Regensburg, 19. Oktober 2024
Der Predigttext für den kommenden Sonntag, den 29. im Jahreskreis, kommt aus dem Hebräerbrief. Er steht dort im vierten Kapitel, es handelt sich um die Verse 14 bis 16. Dort wird die Wirksamkeit des Gotteswortes damit begründet, dass der Allmächtige eben nicht nur unnahbar im Himmel ist, sondern als Mensch versucht wurde, als Mensch dieseer Versuchtung widerstand und so das Vorbild gab, nach dem all Menschen streben sollen. Weil Gott in Jesus Christus Menschliches durchlitt, ist sein Mitleid wirksam und heilsam.
29. Sonntag im Jahreskreis B – Hebräerbrief 4,14-16
„Schwestern und Brüder!14Da wir nun einen erhabenen Hohepriester haben, der die Himmel durchschritten hat, Jesus, den Sohn Gottes, lasst uns an dem Bekenntnis festhalten.15Wir haben ja nicht einen Hohepriester, der nicht mitfühlen könnte mit unseren Schwächen, sondern einen, der in allem wie wir versucht worden ist, aber nicht gesündigt hat. 16Lasst uns also voll Zuversicht hinzutreten zum Thron der Gnade, damit wir Erbarmen und Gnade finden und so Hilfe erlangen zur rechten Zeit!“
Zentral für den Hebräerbrief ist die Deutung des Todes Jesu vor dem Hintergrund des Tempelkultes, wie er im Alten Testament beschrieben wird. Jesus und der Hohepriester werden immer wieder verglichen, wobei der Autor des Hebräerbriefes immer wieder betont, dass Christus größer ist als die Hohepriester. Das erstaunliche an diesem Bild: Der Autor des Hebräerbriefes kann kaum an eine alltägliche Erfahrung seiner Leser anknüpfen. Mit einer gewissen Wahrscheinlichkeit wurde der Hebräerbrief erst nach dem Jahr 70 n. Chr. verfasst und damit zu einem Zeitpunkt, als die Römer Jerusalem samt seinem Tempel bereits zerstört hatten und der Tempelkult bereits geendet hatte. Selbst wenn aber der Hebräerbrief früher entstanden sein sollte, stellt der Text nicht in erster Linie auf den Tempelgottesdienst zu Lebzeiten Jesu ab, sondern auf das Zeltheiligtum, wie es im Buch Levitikus beschrieben wird. Dem Autor geht es um etwas Grundsätzliches: Das Leiden Jesus vergibt – wie der Tempelgottesdient – die Sünden, geht aber in jeder Hinsicht über den Tempelgottesdienst hinaus.

# Deine Aufgabe
Zitiere aus dem Text zum Hebräerbrief die Stelle zwischen „Regensburg, 19. Oktober“ und „wirksam und heilsam.“, beide eingeschlossen.

# Vorliegendes Material
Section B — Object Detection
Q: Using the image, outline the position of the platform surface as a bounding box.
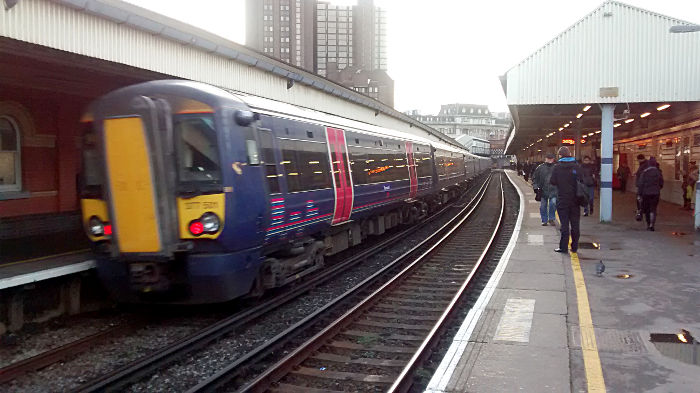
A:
[0,250,95,290]
[427,171,700,392]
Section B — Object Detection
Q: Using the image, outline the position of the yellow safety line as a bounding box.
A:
[569,250,605,392]
[0,248,90,267]
[555,208,606,393]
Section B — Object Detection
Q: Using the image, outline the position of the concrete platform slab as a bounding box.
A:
[444,343,570,393]
[500,271,564,292]
[427,173,700,393]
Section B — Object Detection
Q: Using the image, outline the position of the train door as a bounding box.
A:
[326,127,353,225]
[406,142,418,198]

# Ergebnis
Regensburg, 19. Oktober 2024
Der Predigttext für den kommenden Sonntag, den 29. im Jahreskreis, kommt aus dem Hebräerbrief. Er steht dort im vierten Kapitel, es handelt sich um die Verse 14 bis 16. Dort wird die Wirksamkeit des Gotteswortes damit begründet, dass der Allmächtige eben nicht nur unnahbar im Himmel ist, sondern als Mensch versucht wurde, als Mensch dieseer Versuchtung widerstand und so das Vorbild gab, nach dem all Menschen streben sollen. Weil Gott in Jesus Christus Menschliches durchlitt, ist sein Mitleid wirksam und heilsam.